[Records drawn from a dataset]
·····
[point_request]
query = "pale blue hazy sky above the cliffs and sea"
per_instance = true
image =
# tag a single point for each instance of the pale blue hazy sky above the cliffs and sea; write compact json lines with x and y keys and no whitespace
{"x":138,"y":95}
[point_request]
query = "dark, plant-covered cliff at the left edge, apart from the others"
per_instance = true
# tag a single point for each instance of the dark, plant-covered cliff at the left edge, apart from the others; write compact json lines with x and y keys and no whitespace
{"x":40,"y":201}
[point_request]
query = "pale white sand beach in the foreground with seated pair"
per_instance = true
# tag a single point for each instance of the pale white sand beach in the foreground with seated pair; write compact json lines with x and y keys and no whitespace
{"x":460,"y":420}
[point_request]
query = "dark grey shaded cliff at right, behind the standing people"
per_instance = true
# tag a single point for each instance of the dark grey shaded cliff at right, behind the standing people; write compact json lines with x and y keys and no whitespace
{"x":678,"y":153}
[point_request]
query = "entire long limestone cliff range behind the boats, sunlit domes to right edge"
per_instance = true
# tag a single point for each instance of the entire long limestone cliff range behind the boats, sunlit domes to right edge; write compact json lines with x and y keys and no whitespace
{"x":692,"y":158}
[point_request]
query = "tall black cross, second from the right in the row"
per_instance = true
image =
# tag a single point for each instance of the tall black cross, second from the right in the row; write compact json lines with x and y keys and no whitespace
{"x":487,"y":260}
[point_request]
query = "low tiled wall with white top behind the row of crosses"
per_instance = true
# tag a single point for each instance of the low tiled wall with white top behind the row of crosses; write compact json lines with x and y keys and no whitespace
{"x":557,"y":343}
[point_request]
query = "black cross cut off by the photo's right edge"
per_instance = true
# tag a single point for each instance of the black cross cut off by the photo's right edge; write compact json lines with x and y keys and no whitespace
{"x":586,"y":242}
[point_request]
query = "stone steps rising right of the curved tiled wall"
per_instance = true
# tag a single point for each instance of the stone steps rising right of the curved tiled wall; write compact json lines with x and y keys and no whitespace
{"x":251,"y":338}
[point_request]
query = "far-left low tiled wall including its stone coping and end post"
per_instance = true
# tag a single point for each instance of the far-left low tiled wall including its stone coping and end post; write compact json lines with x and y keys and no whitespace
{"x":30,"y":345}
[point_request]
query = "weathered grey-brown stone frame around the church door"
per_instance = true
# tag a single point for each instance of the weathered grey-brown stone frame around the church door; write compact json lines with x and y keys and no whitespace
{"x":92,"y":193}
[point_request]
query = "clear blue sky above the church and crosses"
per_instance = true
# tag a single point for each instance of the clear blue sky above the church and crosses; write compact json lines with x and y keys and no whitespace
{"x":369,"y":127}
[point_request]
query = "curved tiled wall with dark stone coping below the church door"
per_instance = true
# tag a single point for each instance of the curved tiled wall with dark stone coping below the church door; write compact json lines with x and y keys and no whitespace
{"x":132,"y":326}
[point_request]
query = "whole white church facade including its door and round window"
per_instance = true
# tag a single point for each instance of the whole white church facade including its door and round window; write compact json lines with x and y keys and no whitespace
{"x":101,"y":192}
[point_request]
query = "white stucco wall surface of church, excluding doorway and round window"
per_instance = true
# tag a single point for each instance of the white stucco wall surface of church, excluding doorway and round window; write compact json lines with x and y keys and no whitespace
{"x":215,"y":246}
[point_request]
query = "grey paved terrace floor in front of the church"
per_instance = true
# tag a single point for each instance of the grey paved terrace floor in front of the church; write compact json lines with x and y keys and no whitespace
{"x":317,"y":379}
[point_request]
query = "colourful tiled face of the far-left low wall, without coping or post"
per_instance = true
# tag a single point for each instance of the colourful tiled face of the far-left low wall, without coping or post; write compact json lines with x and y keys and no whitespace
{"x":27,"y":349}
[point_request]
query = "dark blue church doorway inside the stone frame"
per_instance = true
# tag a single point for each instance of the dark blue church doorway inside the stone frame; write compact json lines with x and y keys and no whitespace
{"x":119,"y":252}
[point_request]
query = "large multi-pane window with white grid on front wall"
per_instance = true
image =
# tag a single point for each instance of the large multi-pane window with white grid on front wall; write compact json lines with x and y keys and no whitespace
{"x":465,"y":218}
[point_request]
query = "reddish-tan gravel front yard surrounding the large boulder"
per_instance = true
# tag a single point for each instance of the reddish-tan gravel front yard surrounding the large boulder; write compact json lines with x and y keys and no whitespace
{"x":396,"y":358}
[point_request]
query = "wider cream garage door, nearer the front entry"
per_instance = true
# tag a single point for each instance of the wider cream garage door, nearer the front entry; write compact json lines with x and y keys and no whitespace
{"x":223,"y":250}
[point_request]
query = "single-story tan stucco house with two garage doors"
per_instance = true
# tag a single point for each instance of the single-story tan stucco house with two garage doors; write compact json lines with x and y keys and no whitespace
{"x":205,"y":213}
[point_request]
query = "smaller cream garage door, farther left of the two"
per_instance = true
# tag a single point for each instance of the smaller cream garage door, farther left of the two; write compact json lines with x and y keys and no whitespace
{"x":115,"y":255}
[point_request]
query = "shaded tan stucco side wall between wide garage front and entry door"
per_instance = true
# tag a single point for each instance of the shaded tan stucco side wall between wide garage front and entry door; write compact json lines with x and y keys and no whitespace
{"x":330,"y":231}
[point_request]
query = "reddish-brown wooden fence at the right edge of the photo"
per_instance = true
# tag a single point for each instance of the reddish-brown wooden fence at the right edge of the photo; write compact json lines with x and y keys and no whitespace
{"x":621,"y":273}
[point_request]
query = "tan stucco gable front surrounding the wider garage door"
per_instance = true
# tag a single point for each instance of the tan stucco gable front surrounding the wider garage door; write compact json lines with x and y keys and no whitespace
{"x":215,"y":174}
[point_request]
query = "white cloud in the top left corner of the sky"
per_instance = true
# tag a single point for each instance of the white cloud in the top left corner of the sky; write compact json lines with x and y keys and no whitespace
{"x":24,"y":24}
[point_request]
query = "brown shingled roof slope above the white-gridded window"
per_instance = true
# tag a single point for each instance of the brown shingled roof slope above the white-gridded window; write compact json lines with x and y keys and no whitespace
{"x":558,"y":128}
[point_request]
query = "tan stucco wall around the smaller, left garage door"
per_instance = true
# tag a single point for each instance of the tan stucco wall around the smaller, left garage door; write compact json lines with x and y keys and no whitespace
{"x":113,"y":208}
·····
**To do:** The records above should be given again in full, exactly as written.

**Response to this exercise:**
[point_request]
query = "pale blue hazy sky above the cliffs and sea"
per_instance = true
image =
# tag a single point for each instance of the pale blue hazy sky above the cliffs and sea; write compact json lines with x and y keys and no whitespace
{"x":138,"y":95}
[point_request]
query = "dark, plant-covered cliff at the left edge, apart from the others"
per_instance = true
# tag a single point for each instance of the dark, plant-covered cliff at the left edge, apart from the others; write compact json lines with x and y keys and no whitespace
{"x":40,"y":201}
[point_request]
query = "pale white sand beach in the foreground with seated pair"
per_instance = true
# tag a single point for each instance of the pale white sand beach in the foreground with seated pair; write compact json lines with x and y keys and no whitespace
{"x":460,"y":420}
[point_request]
query = "dark grey shaded cliff at right, behind the standing people"
per_instance = true
# tag a single point for each instance of the dark grey shaded cliff at right, behind the standing people; write compact json lines with x and y keys and no whitespace
{"x":678,"y":153}
[point_request]
query = "entire long limestone cliff range behind the boats, sunlit domes to right edge"
per_instance = true
# tag a single point for each instance of the entire long limestone cliff range behind the boats, sunlit domes to right edge; write compact json lines with x and y keys and no whitespace
{"x":692,"y":158}
[point_request]
query = "tall black cross, second from the right in the row"
per_instance = true
image =
# tag a single point for each instance of the tall black cross, second from the right in the row; write compact json lines with x and y keys and no whitespace
{"x":487,"y":260}
[point_request]
query = "low tiled wall with white top behind the row of crosses"
per_instance = true
# tag a single point for each instance of the low tiled wall with white top behind the row of crosses; write compact json lines with x and y keys and no whitespace
{"x":557,"y":343}
[point_request]
query = "black cross cut off by the photo's right edge"
per_instance = true
# tag a single point for each instance of the black cross cut off by the photo's right edge; write compact json lines with x and y keys and no whitespace
{"x":586,"y":242}
[point_request]
query = "stone steps rising right of the curved tiled wall"
per_instance = true
# tag a single point for each instance of the stone steps rising right of the curved tiled wall; write compact json lines with x and y keys and no whitespace
{"x":251,"y":338}
[point_request]
query = "far-left low tiled wall including its stone coping and end post"
per_instance = true
# tag a single point for each instance of the far-left low tiled wall including its stone coping and end post; write compact json lines with x and y keys and no whitespace
{"x":30,"y":345}
[point_request]
query = "weathered grey-brown stone frame around the church door"
per_instance = true
# tag a single point for each instance of the weathered grey-brown stone frame around the church door; write compact json lines with x and y keys and no whitespace
{"x":92,"y":193}
[point_request]
query = "clear blue sky above the church and crosses"
per_instance = true
# tag a single point for each instance of the clear blue sky above the church and crosses; write compact json lines with x and y keys and no whitespace
{"x":369,"y":127}
[point_request]
query = "curved tiled wall with dark stone coping below the church door"
per_instance = true
# tag a single point for each instance of the curved tiled wall with dark stone coping below the church door; write compact json lines with x and y keys and no whitespace
{"x":132,"y":326}
[point_request]
query = "whole white church facade including its door and round window"
per_instance = true
# tag a single point for each instance of the whole white church facade including its door and round window; write compact json lines with x and y keys and no whitespace
{"x":101,"y":192}
[point_request]
query = "white stucco wall surface of church, excluding doorway and round window"
per_instance = true
# tag a single point for each instance of the white stucco wall surface of church, excluding doorway and round window; write compact json lines with x and y keys and no whitespace
{"x":215,"y":246}
[point_request]
query = "grey paved terrace floor in front of the church"
per_instance = true
# tag a single point for each instance of the grey paved terrace floor in front of the church; write compact json lines with x and y keys and no whitespace
{"x":317,"y":379}
[point_request]
query = "colourful tiled face of the far-left low wall, without coping or post"
per_instance = true
# tag a single point for each instance of the colourful tiled face of the far-left low wall, without coping or post; write compact json lines with x and y keys and no whitespace
{"x":27,"y":349}
[point_request]
query = "dark blue church doorway inside the stone frame"
per_instance = true
# tag a single point for each instance of the dark blue church doorway inside the stone frame; write compact json lines with x and y keys and no whitespace
{"x":119,"y":252}
[point_request]
query = "large multi-pane window with white grid on front wall"
per_instance = true
image =
# tag a single point for each instance of the large multi-pane window with white grid on front wall; write compact json lines with x and y keys and no whitespace
{"x":465,"y":218}
[point_request]
query = "reddish-tan gravel front yard surrounding the large boulder"
per_instance = true
# tag a single point for each instance of the reddish-tan gravel front yard surrounding the large boulder; write compact json lines with x and y keys and no whitespace
{"x":396,"y":358}
[point_request]
query = "wider cream garage door, nearer the front entry"
per_instance = true
# tag a single point for each instance of the wider cream garage door, nearer the front entry; write compact json lines with x and y keys and no whitespace
{"x":223,"y":250}
[point_request]
query = "single-story tan stucco house with two garage doors"
per_instance = true
# tag a single point for each instance of the single-story tan stucco house with two garage doors; write compact json lines with x and y keys and no whitespace
{"x":205,"y":213}
[point_request]
query = "smaller cream garage door, farther left of the two"
per_instance = true
# tag a single point for each instance of the smaller cream garage door, farther left of the two; write compact json lines with x and y keys and no whitespace
{"x":115,"y":255}
[point_request]
query = "shaded tan stucco side wall between wide garage front and entry door"
per_instance = true
# tag a single point for each instance of the shaded tan stucco side wall between wide garage front and entry door; write compact json lines with x and y keys and no whitespace
{"x":330,"y":231}
[point_request]
query = "reddish-brown wooden fence at the right edge of the photo"
per_instance = true
# tag a single point for each instance of the reddish-brown wooden fence at the right edge of the photo; write compact json lines with x and y keys and no whitespace
{"x":621,"y":273}
[point_request]
query = "tan stucco gable front surrounding the wider garage door"
per_instance = true
# tag a single point for each instance of the tan stucco gable front surrounding the wider garage door; write compact json lines with x and y keys and no whitespace
{"x":215,"y":174}
[point_request]
query = "white cloud in the top left corner of the sky"
per_instance = true
# tag a single point for each instance of the white cloud in the top left corner of the sky; write compact json lines with x and y keys and no whitespace
{"x":24,"y":24}
[point_request]
query = "brown shingled roof slope above the white-gridded window"
per_instance = true
# tag a single point for each instance of the brown shingled roof slope above the white-gridded window; write compact json lines with x and y keys and no whitespace
{"x":558,"y":128}
[point_request]
query = "tan stucco wall around the smaller, left garage door"
per_instance = true
# tag a single point for each instance of the tan stucco wall around the smaller, left garage door; write compact json lines with x and y keys and no whitespace
{"x":113,"y":208}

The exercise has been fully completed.